§ **Fragmento para leer**
Debajo de cualquier piedra…

27 Jul

Los cubanos acostumbramos a utilizar frases ingeniosas para describir situaciones peculiares. Es común encontrar calificativos memorables para ocasiones y acontecimientos de cualquier tipo. Hace pocos días vivencié un hecho que no por esperado dejó de ser penoso. El protagonista -pudiese ser antagonista-, es un amigo ya adulto. Sería adecuado aclarar que, al menos yo, lo considero buena persona. Como todos los humanos, también contiene defectos. Los suyos están centrados en cierta autosuficiencia, no siempre cimentada en bases sólidas, y una desinformación crónica: provocada por la “ceguera” que al parecer le enorgullece. Cuando digo ceguera, estoy calificando a las pocas luces de su pensamiento social. Así llamamos los cubanos a quienes no quieren ver, oír y muchísimo menos pensar. Este tipo de individuo suele ser obstinado, autómata, reproductor de las conductas y frases programadas por el poder. No es flexible aunque las evidencias estén claras ante él. Siempre se inventará cualquier pretexto para justificar lo que no tiene validez. Con esa aptitud servil considera que está realizando algo “bueno” y eleva su ego personal, debido al cuál, llega a considerarse así mismo como un iluminado capaz de percibir la “verdad”; por supuesto siempre absoluta. Lamentablemente, en muchas ocasiones, esa “verdad” también está errada. En mi adolescencia lo hubiese tildado de “concientón”. Me refiero a ese individuo que cumple con todo sin cuestionarse absolutamente nada.

 

He notado su servilismo, pero insistía en creer que era una consecuencia de su testarudez y a veces ignorancia, -de la cuál hasta el más sabio nunca está exento-, sin embargo, recientemente estalló. Fue otra persona quién involuntariamente introdujo el tema. Pero gracias a eso mi “amigo” explotó. Describir lo ocurrido sería tedioso. Se me antoja resumirlo. Para este individuo los desahucios en España son terribles, pero los desalojos en nuestra patria son justos. Por un momento creí que tendría que llevarlo corriendo al policlínico pues por cada argumento que yo emitía, él gritaba más. El rostro se le enrojeció, también los ojos; cayó en un ataque de histeria incontrolable. Faltó poco para que sufriera un derrame cerebral o talvez un infarto. No emitía argumentos, sólo gritos que aumentaban mientras yo continuaba razonando.

 

Al otro día amanecí riéndome, porque sin proponérmelo lo saqué del “closet”. No me refiero al closet de la orientación sexual, sino al del pensamiento. Bastó con una cerilla para encenderle la dinamita. Se destapó, para saciar todas mis dudas. Debajo de esa piedra, encontré un sapo. Sin lugar a dudas, es un servidor de la dinastía.

§ **Información proporcionada**
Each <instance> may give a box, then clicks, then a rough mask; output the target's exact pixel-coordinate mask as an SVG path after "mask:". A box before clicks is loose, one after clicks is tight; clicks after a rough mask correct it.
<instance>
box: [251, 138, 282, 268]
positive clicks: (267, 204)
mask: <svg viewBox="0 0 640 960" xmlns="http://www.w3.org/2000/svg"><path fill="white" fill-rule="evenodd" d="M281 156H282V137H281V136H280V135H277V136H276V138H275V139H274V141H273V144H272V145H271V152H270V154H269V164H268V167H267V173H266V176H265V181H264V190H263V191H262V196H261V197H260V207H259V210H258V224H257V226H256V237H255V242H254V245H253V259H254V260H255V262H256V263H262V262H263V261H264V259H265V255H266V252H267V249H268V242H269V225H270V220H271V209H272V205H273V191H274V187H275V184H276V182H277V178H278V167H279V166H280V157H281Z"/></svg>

==

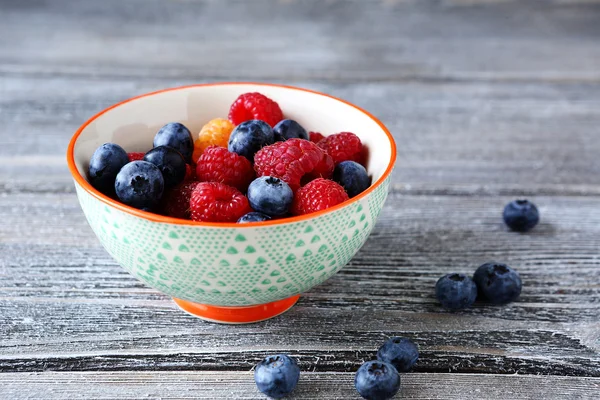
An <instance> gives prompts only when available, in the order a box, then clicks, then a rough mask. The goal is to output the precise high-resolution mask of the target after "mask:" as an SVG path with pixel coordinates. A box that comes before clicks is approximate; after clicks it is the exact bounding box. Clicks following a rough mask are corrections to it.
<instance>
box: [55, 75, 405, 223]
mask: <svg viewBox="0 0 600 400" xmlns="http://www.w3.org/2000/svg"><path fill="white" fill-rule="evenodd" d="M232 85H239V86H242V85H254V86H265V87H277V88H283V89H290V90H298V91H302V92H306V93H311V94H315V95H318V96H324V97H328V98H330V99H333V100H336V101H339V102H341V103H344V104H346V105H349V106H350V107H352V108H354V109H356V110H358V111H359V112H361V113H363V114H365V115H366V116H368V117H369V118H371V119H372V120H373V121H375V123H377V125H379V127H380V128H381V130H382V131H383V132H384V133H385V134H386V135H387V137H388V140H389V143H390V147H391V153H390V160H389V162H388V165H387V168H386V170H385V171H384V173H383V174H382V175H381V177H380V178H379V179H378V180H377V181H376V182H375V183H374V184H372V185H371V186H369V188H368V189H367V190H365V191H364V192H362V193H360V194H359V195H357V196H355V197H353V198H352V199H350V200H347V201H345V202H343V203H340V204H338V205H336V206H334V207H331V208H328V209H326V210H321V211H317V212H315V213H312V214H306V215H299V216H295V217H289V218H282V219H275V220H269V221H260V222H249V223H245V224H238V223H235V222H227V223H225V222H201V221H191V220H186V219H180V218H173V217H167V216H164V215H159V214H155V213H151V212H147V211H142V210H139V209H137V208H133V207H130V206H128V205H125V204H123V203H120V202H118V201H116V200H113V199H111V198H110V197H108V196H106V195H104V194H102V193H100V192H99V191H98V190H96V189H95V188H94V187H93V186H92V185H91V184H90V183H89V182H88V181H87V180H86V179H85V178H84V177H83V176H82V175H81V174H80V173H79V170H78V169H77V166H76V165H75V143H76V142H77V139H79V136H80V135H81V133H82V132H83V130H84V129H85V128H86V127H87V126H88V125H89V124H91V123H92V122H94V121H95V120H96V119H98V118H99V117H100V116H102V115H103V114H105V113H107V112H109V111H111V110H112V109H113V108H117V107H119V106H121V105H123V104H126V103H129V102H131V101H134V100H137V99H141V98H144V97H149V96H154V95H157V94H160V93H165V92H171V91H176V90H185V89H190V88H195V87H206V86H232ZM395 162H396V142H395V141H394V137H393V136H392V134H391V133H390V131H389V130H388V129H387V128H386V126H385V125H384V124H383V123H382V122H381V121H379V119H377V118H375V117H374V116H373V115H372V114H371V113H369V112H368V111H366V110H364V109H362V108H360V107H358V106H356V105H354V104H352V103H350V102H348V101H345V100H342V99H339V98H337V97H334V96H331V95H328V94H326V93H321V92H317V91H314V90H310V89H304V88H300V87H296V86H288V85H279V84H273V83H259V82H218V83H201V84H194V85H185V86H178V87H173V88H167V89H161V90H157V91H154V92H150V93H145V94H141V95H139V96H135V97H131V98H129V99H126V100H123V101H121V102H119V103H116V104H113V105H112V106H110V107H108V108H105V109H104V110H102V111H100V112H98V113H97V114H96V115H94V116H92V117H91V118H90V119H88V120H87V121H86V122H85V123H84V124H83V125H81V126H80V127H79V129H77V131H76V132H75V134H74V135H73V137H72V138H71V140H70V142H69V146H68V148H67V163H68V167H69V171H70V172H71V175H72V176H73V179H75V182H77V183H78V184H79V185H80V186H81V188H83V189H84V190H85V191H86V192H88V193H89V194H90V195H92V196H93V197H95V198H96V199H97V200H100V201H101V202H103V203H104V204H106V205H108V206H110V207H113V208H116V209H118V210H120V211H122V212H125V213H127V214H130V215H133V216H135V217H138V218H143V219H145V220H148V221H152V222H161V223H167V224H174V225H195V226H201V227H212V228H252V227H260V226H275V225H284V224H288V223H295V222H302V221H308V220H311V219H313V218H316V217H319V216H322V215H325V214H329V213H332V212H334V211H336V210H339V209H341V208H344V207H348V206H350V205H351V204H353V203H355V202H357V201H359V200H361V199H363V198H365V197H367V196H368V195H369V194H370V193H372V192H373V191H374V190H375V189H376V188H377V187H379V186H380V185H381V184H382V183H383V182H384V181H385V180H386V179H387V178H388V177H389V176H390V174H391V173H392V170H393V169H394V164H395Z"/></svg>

---

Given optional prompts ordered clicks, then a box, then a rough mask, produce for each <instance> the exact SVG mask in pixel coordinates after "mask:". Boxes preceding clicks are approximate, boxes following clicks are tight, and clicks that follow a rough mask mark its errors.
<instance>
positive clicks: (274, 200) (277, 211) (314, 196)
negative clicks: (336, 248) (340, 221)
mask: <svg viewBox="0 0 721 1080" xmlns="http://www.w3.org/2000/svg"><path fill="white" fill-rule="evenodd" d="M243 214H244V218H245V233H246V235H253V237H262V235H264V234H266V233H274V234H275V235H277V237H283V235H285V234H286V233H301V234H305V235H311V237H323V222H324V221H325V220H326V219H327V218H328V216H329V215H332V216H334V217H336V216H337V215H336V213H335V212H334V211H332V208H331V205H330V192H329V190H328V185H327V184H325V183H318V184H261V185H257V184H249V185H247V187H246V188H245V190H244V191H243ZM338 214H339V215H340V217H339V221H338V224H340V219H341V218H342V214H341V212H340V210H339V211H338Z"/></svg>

§ **Encargo de trabajo 1**
Reproduce literalmente el pasaje del fragmento comprendido entre "Al otro día" y "de la dinastía.", ambos incluidos.
§ **Encargo de trabajo 2**
Según el fragmento, ¿adónde se temió tener que llevar corriendo al amigo durante la discusión?
Para responder, básate únicamente en el fragmento y no en el material.

§ **Solución desarrollada 1**
Al otro día amanecí riéndome, porque sin proponérmelo lo saqué del “closet”. No me refiero al closet de la orientación sexual, sino al del pensamiento. Bastó con una cerilla para encenderle la dinamita. Se destapó, para saciar todas mis dudas. Debajo de esa piedra, encontré un sapo. Sin lugar a dudas, es un servidor de la dinastía.

§ **Solución desarrollada 2**
Al policlínico.